EXERCISE:
Filter the entries for lines with the word "every".

::: INFORMATION SHOWN :::

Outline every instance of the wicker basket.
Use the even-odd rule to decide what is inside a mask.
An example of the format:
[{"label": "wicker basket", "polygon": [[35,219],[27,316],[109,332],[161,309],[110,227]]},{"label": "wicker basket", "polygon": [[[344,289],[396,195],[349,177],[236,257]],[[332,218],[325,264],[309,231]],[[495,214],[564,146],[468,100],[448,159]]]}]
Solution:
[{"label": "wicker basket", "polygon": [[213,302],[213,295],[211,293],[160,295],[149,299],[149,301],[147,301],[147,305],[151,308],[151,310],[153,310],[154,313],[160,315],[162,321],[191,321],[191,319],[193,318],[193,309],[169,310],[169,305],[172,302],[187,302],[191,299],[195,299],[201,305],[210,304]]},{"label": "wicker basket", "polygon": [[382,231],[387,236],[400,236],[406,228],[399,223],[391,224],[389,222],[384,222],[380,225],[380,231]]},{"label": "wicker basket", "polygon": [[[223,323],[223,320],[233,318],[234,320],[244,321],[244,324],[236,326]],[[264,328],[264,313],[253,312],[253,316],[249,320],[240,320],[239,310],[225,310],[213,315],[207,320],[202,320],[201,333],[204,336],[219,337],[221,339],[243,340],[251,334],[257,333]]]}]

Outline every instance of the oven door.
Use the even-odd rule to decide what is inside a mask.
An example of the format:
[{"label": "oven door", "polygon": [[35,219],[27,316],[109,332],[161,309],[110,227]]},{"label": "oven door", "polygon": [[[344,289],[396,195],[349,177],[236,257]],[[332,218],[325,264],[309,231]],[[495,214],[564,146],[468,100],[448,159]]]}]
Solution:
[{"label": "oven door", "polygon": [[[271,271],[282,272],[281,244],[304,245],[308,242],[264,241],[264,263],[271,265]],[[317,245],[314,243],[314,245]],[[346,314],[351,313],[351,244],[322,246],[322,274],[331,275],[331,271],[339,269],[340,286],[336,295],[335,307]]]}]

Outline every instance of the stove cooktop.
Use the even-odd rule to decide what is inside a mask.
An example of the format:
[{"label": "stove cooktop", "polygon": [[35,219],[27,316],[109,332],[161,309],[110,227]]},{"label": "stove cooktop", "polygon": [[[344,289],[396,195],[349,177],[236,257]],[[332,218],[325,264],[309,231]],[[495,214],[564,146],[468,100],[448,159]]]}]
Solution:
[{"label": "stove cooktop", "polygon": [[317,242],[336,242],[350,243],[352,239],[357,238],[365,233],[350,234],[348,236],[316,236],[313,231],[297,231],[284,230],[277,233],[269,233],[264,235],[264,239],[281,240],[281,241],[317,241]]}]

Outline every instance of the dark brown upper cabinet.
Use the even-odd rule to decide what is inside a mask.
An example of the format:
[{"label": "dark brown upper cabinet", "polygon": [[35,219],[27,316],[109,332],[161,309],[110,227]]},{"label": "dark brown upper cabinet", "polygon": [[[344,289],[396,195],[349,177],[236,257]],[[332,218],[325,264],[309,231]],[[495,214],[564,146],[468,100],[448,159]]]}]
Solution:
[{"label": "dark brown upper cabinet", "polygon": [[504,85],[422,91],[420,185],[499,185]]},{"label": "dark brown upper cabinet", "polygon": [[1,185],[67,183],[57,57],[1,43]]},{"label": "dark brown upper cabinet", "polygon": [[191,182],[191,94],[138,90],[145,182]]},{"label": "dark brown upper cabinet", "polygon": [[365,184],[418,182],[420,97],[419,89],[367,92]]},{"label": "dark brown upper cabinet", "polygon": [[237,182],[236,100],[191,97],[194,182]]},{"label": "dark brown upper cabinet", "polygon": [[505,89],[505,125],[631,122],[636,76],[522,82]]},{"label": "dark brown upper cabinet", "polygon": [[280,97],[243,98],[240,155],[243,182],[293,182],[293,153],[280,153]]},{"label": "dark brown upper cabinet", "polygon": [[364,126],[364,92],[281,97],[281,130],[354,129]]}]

:::
::: INFORMATION SHOWN :::

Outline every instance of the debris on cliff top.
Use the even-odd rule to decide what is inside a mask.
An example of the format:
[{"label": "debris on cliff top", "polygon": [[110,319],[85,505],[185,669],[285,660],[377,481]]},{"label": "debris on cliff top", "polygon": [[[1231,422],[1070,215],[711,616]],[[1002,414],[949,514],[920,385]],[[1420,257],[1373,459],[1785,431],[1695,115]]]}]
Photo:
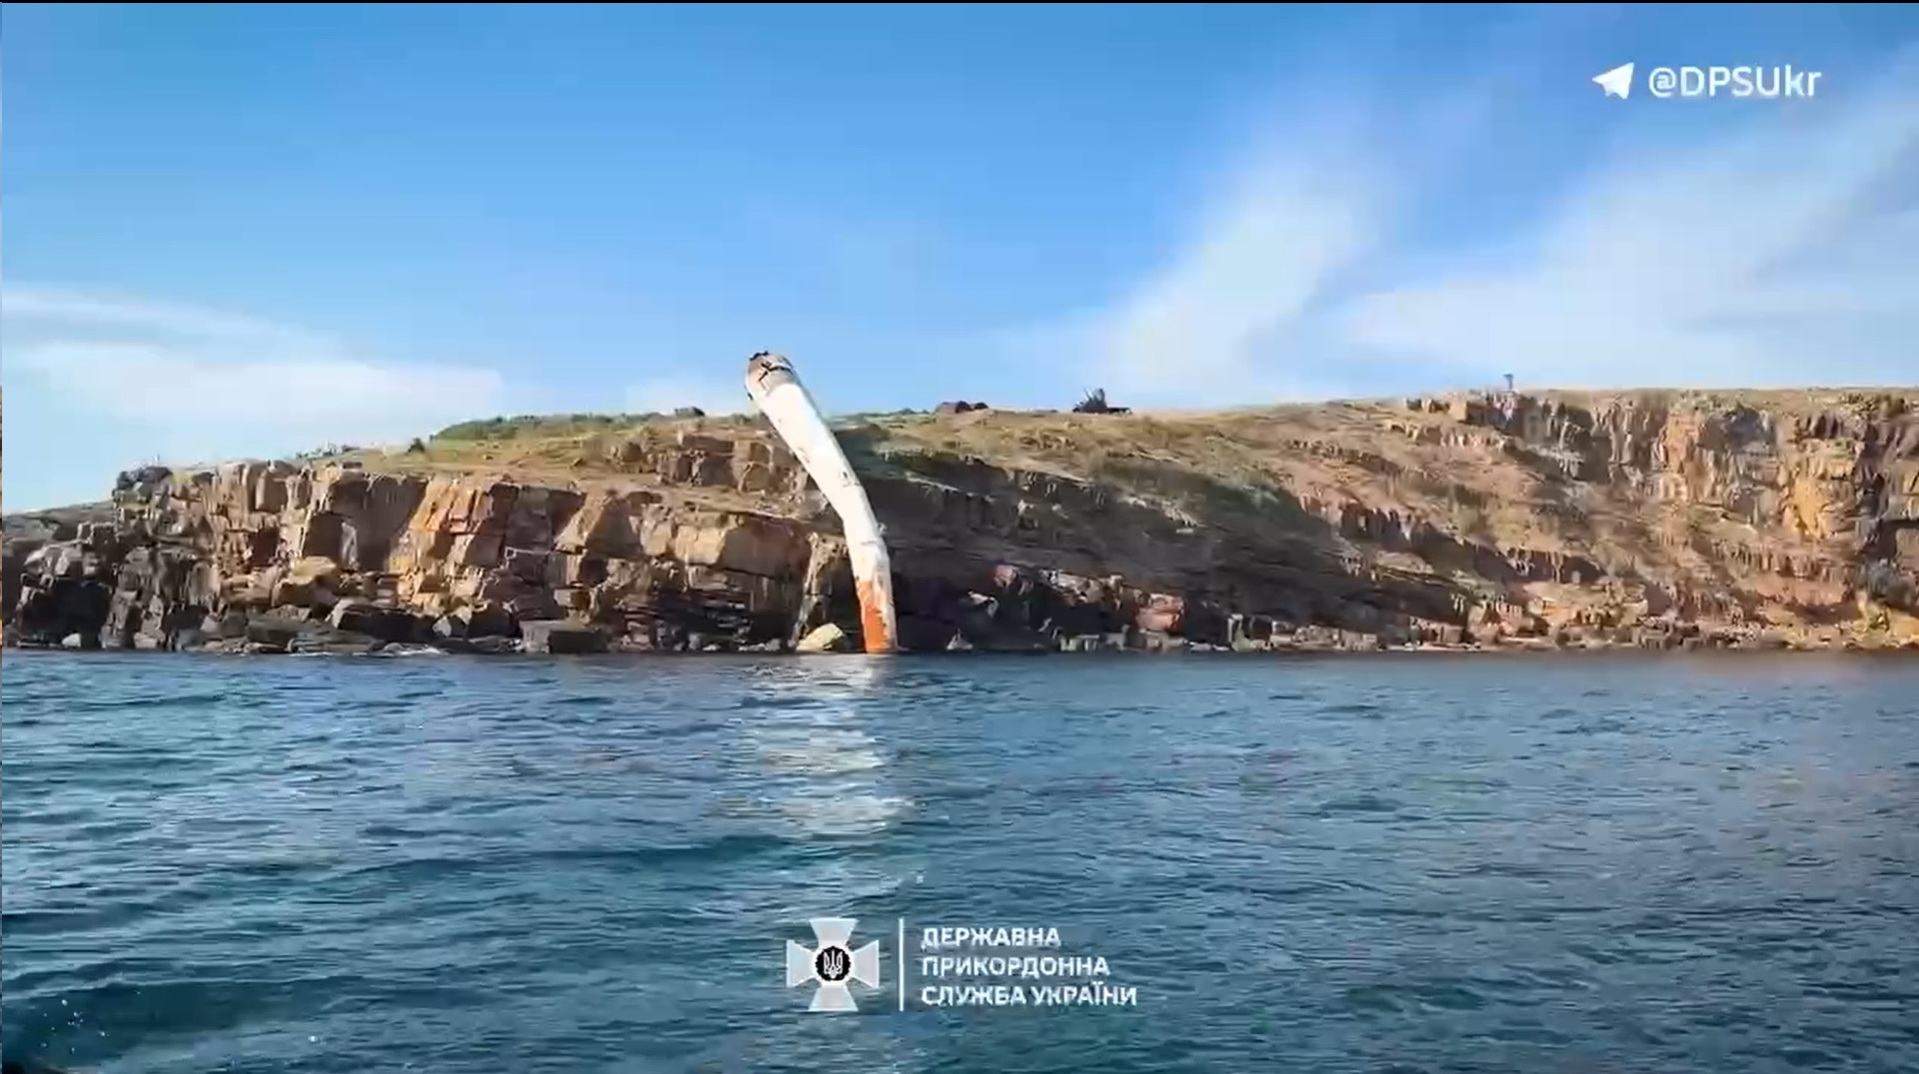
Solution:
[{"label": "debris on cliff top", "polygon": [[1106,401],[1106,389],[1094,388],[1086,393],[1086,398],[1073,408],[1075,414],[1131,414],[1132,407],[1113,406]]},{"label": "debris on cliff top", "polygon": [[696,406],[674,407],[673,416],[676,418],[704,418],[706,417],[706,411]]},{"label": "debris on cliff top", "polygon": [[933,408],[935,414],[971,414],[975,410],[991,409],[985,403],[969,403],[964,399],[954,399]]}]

:::

EXERCISE ANSWER:
Outline every instance of the wicker basket.
Outline every instance of the oven door.
Outline every instance of the stove cooktop.
Outline every instance of the dark brown upper cabinet.
Outline every instance of the debris on cliff top.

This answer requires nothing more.